Saved entries:
>>

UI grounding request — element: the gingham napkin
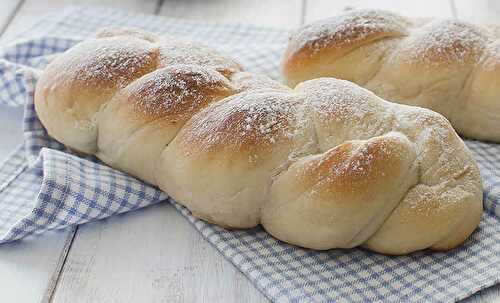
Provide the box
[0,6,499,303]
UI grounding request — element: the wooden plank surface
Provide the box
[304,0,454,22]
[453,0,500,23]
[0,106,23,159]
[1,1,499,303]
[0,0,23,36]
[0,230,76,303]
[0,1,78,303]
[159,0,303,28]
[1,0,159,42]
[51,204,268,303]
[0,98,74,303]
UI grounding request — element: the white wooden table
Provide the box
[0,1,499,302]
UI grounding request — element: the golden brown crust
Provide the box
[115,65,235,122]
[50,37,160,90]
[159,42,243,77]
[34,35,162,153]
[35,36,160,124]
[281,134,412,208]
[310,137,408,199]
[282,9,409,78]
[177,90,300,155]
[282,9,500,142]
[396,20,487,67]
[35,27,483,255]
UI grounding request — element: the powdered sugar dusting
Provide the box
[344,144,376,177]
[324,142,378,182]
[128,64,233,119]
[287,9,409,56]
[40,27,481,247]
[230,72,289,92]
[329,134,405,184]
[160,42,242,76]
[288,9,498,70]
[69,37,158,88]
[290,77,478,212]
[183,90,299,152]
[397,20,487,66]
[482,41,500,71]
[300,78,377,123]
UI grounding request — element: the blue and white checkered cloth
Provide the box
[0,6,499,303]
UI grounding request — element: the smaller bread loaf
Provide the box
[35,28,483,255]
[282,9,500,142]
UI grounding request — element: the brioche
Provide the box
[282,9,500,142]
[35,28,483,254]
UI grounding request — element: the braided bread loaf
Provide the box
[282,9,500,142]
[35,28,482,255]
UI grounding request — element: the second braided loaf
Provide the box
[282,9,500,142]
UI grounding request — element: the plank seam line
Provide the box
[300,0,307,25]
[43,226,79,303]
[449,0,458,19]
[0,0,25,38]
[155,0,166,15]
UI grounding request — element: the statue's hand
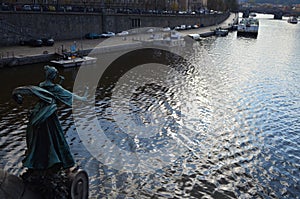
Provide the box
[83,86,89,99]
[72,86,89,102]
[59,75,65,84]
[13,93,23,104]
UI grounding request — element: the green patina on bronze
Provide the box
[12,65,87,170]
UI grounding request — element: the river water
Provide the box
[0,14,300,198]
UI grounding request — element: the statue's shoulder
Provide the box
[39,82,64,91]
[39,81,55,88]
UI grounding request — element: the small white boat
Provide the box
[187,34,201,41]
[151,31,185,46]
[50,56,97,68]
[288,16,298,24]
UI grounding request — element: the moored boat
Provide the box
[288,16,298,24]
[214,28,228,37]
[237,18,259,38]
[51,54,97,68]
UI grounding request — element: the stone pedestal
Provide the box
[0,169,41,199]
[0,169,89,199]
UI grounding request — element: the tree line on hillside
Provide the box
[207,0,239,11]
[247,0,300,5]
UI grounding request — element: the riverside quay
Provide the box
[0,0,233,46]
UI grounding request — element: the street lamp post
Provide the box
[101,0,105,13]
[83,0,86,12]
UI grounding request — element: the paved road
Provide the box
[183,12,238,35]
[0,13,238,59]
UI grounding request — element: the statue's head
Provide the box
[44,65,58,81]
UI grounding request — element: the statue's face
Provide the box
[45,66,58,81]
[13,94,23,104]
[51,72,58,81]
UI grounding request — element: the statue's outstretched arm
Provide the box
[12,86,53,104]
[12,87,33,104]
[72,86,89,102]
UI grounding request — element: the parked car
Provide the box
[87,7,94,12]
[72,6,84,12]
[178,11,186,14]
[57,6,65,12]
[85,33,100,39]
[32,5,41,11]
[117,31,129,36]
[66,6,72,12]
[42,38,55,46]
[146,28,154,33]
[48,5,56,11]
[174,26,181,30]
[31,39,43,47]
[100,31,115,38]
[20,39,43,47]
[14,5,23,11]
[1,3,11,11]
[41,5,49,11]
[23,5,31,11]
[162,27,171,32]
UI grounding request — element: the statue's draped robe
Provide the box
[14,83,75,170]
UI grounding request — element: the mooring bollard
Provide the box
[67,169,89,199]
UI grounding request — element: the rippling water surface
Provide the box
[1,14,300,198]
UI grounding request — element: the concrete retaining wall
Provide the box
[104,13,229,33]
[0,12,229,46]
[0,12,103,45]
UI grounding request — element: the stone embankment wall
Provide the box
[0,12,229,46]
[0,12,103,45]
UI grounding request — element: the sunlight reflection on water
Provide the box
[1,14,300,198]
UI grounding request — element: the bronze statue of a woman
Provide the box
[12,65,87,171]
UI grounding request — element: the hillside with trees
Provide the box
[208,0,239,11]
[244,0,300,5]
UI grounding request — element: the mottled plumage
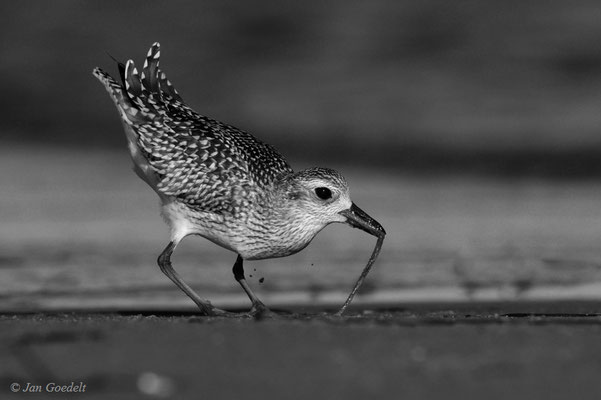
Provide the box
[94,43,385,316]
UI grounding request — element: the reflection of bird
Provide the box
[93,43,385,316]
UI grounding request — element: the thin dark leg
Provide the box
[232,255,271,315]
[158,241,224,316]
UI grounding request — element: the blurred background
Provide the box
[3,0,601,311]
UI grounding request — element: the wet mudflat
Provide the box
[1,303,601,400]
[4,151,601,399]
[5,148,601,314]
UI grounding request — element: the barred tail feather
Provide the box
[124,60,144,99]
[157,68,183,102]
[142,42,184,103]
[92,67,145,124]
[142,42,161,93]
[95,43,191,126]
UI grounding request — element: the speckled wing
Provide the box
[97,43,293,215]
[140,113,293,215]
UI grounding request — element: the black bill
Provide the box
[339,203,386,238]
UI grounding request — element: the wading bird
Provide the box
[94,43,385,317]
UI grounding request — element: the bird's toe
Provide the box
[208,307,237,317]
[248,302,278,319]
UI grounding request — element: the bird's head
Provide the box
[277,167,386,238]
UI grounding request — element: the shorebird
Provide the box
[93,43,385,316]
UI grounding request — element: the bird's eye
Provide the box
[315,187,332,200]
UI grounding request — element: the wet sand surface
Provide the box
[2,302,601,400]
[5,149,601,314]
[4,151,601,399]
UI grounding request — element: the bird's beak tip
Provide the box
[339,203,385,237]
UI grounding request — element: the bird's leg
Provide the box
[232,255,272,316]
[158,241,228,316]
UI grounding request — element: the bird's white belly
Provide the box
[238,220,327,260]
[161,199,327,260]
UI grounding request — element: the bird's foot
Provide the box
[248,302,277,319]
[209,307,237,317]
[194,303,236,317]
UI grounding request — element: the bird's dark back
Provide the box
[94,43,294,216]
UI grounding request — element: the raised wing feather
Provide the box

<<

TRY IT —
Copy out each record shown above without alteration, skipping any picture.

YOUR RESPONSE —
UI grounding request — element: the gingham napkin
Provide the box
[0,6,499,303]
UI grounding request — element: the wooden plank surface
Provide the box
[304,0,454,22]
[453,0,500,23]
[0,106,23,159]
[1,1,499,303]
[0,0,23,36]
[0,230,76,303]
[0,1,78,303]
[159,0,303,28]
[1,0,159,42]
[51,204,268,303]
[0,98,74,303]
UI grounding request — element: the white wooden table
Provide the box
[0,1,499,302]
UI grounding request — element: the golden brown crust
Provide the box
[115,65,235,122]
[50,37,160,90]
[159,42,243,77]
[34,35,162,153]
[35,36,160,124]
[281,134,412,208]
[310,137,408,199]
[282,9,409,78]
[177,90,300,155]
[282,9,500,142]
[396,20,487,67]
[35,27,483,255]
UI grounding request — element: the powdered sugar dusting
Provide the box
[344,144,376,177]
[324,142,378,182]
[128,64,233,119]
[287,9,409,56]
[40,27,481,247]
[230,72,289,92]
[329,134,405,184]
[160,42,242,76]
[288,9,498,70]
[69,37,158,88]
[290,77,478,212]
[183,90,299,152]
[397,20,487,66]
[482,41,500,71]
[300,78,377,123]
UI grounding request — element: the blue and white checkered cloth
Provide the box
[0,6,499,303]
UI grounding request — element: the smaller bread loaf
Provide the box
[35,28,483,255]
[282,9,500,142]
UI grounding request — element: the brioche
Provide the box
[282,9,500,142]
[35,28,483,254]
UI grounding request — element: the braided bread loaf
Provide the box
[282,9,500,142]
[35,28,482,255]
UI grounding request — element: the second braided loaf
Provide the box
[282,9,500,142]
UI grounding request — element: the plank seam line
Provide the box
[300,0,307,25]
[43,226,79,303]
[449,0,458,19]
[0,0,25,38]
[155,0,166,15]
UI grounding request — element: the statue's hand
Provide the box
[83,86,89,99]
[72,86,89,102]
[59,75,65,84]
[13,93,23,104]
UI grounding request — element: the green patina on bronze
Provide the box
[12,65,87,170]
UI grounding request — element: the river water
Provide the box
[0,14,300,198]
UI grounding request — element: the statue's shoulder
Provide the box
[39,82,64,91]
[39,81,55,88]
UI grounding request — element: the small white boat
Provide the box
[187,34,201,41]
[151,31,185,46]
[50,56,97,68]
[288,16,298,24]
UI grounding request — element: the moored boat
Provide the box
[288,16,298,24]
[214,28,228,37]
[237,18,259,38]
[51,54,97,68]
UI grounding request — element: the stone pedestal
Provide the box
[0,169,41,199]
[0,169,89,199]
UI grounding request — element: the tree line on hillside
Provide the box
[207,0,239,11]
[247,0,300,5]
UI grounding request — element: the riverside quay
Provide the box
[0,0,233,46]
UI grounding request — element: the street lamp post
Provide the box
[101,0,105,13]
[83,0,86,12]
UI grounding request — element: the paved road
Provide the box
[183,12,238,35]
[0,13,238,59]
UI grounding request — element: the statue's head
Provide the box
[44,65,58,81]
UI grounding request — element: the statue's face
Provide the box
[45,66,58,81]
[13,94,23,104]
[51,72,58,81]
UI grounding request — element: the statue's outstretched arm
Provide the box
[12,86,53,104]
[12,87,33,104]
[72,86,89,102]
UI grounding request — element: the parked car
Provide the box
[87,7,94,12]
[72,6,84,12]
[178,11,186,14]
[57,6,65,12]
[85,33,100,39]
[32,5,41,11]
[117,31,129,36]
[66,6,72,12]
[42,38,55,46]
[146,28,154,33]
[48,5,56,11]
[174,26,181,30]
[31,39,43,47]
[100,31,115,38]
[20,39,43,47]
[14,5,23,11]
[1,3,11,11]
[41,5,49,11]
[23,5,31,11]
[162,27,171,32]
UI grounding request — element: the statue's draped robe
Provide the box
[14,83,75,170]
UI grounding request — element: the mooring bollard
Provide the box
[67,169,89,199]
UI grounding request — element: the rippling water surface
Provide the box
[1,14,300,198]
UI grounding request — element: the concrete retaining wall
Provide the box
[104,13,229,33]
[0,12,229,46]
[0,12,103,45]
UI grounding request — element: the stone embankment wall
Provide the box
[0,12,229,46]
[0,12,103,45]
UI grounding request — element: the sunlight reflection on water
Provide the box
[1,14,300,198]
UI grounding request — element: the bronze statue of a woman
Provide the box
[12,65,87,171]
UI grounding request — element: the hillside with trees
Provide the box
[208,0,239,11]
[244,0,300,5]
UI grounding request — element: the mottled plumage
Provide the box
[94,43,385,316]
UI grounding request — element: the reflection of bird
Provide the box
[93,43,385,316]
UI grounding request — element: the thin dark leg
Provide the box
[232,255,271,315]
[158,241,224,316]
UI grounding request — element: the blurred background
Provide the box
[3,0,601,311]
UI grounding request — element: the wet mudflat
Provide the box
[1,303,601,400]
[4,151,601,399]
[5,148,601,314]
UI grounding request — element: the barred tail feather
Provide the box
[124,60,144,99]
[157,68,183,102]
[142,42,184,103]
[92,67,145,124]
[142,42,161,93]
[95,43,191,126]
UI grounding request — element: the speckled wing
Provide the box
[97,43,293,215]
[140,113,293,215]
UI grounding request — element: the black bill
Provide the box
[339,203,386,238]
UI grounding request — element: the wading bird
Provide the box
[94,43,385,317]
UI grounding request — element: the bird's toe
Provide the box
[208,307,237,317]
[248,302,278,319]
UI grounding request — element: the bird's head
Provide the box
[277,167,386,238]
UI grounding request — element: the shorebird
Provide the box
[93,43,385,316]
UI grounding request — element: the bird's eye
Provide the box
[315,187,332,200]
UI grounding request — element: the wet sand surface
Provide the box
[2,302,601,400]
[5,149,601,314]
[4,151,601,399]
UI grounding request — element: the bird's beak tip
Provide the box
[339,203,385,237]
UI grounding request — element: the bird's leg
Provide the box
[232,255,272,316]
[158,241,228,316]
UI grounding request — element: the bird's white belly
Provide the box
[238,220,327,260]
[161,199,327,260]
UI grounding request — element: the bird's foot
Provide the box
[248,302,277,319]
[209,307,237,317]
[194,303,236,317]
UI grounding request — element: the bird's dark back
Provide the box
[94,43,294,216]
UI grounding request — element: the raised wing feather
Provide the box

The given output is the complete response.